**Stored data entries**

• • • • • • •

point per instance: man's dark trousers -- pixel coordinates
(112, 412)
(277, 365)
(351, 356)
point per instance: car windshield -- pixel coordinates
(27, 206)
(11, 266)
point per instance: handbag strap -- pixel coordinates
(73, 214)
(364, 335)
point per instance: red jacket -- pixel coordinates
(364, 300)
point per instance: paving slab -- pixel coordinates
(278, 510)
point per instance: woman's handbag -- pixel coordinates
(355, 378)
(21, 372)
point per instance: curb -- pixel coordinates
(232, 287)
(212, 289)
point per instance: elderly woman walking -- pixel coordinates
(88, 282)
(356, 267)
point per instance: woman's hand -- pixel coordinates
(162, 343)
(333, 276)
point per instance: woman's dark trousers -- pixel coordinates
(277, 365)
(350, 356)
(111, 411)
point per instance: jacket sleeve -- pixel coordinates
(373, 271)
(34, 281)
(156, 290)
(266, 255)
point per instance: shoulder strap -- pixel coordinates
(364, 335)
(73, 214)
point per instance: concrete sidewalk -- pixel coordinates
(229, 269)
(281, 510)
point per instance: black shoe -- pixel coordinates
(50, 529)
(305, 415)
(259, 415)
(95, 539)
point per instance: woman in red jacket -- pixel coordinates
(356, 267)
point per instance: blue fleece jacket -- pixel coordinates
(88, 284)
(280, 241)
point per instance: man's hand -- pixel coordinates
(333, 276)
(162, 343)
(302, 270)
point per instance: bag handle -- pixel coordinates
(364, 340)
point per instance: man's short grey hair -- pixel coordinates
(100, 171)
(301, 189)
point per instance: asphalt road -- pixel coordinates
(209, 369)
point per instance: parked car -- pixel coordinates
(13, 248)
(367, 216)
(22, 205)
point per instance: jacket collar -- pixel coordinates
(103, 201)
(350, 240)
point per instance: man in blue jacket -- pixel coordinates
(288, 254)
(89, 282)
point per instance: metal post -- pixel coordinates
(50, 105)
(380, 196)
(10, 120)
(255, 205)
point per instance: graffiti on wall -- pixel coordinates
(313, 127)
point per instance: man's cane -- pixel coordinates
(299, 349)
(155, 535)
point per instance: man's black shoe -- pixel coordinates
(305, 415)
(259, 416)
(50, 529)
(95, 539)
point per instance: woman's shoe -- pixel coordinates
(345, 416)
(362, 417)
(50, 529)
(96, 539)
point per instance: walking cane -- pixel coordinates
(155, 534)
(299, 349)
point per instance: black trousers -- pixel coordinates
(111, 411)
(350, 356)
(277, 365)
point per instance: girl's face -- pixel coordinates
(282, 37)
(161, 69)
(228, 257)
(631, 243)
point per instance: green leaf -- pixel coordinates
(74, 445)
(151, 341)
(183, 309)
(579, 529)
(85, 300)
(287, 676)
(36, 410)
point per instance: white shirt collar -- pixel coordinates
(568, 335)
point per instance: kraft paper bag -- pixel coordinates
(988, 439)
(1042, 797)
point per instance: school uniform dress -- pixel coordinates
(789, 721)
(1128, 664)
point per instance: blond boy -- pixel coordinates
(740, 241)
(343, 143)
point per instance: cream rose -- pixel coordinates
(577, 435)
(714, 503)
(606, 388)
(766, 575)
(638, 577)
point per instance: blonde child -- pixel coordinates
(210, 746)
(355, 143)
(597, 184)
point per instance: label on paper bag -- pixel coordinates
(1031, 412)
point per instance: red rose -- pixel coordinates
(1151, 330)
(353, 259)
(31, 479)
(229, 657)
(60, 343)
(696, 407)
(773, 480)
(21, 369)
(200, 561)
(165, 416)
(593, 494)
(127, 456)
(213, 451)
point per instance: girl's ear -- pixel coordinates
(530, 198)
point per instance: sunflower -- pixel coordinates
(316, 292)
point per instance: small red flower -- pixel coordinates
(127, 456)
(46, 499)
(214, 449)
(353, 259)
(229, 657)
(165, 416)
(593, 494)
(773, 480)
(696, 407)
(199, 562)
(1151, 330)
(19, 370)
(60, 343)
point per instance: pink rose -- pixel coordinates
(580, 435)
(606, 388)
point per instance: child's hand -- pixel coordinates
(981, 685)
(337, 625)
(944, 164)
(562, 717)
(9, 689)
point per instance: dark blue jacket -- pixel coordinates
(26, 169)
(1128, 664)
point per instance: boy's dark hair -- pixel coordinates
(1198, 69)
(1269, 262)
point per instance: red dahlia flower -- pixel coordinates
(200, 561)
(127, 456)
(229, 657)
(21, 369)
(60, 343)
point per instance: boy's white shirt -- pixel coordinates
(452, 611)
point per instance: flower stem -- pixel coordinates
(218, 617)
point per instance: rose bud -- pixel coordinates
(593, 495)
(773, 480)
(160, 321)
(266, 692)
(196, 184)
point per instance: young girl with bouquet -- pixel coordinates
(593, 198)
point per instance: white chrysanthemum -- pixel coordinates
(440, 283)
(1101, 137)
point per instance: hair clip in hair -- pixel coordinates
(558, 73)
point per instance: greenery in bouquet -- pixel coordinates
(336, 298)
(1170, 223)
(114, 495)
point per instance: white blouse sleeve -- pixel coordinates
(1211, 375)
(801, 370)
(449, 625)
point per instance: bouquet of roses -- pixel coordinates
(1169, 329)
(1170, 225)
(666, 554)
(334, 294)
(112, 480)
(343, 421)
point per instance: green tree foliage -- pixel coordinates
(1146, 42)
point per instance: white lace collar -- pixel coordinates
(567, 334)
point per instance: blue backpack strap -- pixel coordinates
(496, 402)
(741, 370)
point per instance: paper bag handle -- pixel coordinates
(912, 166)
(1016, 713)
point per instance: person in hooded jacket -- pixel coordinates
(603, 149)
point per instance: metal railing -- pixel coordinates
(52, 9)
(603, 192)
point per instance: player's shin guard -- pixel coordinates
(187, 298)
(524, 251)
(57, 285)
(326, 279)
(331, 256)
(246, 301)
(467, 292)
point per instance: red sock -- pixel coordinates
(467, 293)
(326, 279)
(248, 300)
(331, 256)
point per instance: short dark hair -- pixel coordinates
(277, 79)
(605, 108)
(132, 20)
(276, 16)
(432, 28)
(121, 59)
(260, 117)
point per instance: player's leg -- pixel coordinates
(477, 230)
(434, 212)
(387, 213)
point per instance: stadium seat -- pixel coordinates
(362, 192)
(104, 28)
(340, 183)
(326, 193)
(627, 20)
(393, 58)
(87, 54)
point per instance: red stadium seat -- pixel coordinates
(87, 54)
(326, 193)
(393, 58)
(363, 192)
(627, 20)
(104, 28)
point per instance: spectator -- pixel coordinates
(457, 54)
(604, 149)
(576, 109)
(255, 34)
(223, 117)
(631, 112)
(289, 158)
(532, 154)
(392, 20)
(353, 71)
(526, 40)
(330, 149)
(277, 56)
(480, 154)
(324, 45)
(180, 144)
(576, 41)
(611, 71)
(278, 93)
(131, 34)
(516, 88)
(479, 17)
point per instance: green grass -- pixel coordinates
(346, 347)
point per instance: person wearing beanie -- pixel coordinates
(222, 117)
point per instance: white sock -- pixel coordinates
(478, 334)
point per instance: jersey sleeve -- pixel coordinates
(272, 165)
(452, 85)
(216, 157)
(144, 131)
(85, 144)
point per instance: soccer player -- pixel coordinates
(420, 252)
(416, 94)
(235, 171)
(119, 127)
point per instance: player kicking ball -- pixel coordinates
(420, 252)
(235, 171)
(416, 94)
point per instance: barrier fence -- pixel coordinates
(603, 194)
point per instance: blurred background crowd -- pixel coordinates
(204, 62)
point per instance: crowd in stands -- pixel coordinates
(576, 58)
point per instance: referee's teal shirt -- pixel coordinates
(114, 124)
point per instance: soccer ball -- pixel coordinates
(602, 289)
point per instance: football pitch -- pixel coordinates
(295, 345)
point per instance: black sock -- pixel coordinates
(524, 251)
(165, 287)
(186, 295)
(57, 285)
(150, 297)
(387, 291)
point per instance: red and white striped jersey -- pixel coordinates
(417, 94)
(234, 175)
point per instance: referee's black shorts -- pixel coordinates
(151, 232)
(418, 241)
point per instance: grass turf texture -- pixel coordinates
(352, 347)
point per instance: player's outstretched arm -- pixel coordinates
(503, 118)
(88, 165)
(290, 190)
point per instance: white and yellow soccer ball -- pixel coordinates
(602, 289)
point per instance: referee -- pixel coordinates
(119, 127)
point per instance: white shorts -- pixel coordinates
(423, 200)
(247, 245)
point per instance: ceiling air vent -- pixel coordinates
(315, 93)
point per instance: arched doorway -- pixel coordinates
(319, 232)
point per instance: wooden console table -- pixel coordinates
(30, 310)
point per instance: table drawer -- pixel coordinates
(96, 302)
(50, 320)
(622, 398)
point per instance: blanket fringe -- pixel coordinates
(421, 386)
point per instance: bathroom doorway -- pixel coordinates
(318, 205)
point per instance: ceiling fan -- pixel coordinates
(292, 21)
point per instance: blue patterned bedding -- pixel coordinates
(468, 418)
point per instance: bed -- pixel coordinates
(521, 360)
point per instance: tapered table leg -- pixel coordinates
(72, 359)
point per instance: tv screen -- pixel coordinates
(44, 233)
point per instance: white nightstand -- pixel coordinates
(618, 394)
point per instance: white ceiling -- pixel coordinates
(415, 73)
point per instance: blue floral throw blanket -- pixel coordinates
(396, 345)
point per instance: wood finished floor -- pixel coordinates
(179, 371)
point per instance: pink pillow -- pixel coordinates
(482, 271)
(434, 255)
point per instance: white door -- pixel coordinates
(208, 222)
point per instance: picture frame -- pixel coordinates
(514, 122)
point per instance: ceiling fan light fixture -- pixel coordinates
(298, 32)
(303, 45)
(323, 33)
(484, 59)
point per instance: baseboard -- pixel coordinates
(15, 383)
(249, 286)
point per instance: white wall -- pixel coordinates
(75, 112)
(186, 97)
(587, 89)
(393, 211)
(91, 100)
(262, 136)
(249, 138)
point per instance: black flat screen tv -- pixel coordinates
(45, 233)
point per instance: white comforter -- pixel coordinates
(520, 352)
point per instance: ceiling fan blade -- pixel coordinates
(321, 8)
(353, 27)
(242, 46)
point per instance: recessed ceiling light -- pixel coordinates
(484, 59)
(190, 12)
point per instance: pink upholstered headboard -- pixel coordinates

• • • • • • •

**Given problem**
Copy word for word the lines of the data that start with the line containing "point per instance: recessed" and continue through the final line of the data.

**Complete answer**
point per instance: recessed ceiling light -- pixel coordinates
(484, 59)
(190, 12)
point per instance: pink upholstered headboard -- pixel coordinates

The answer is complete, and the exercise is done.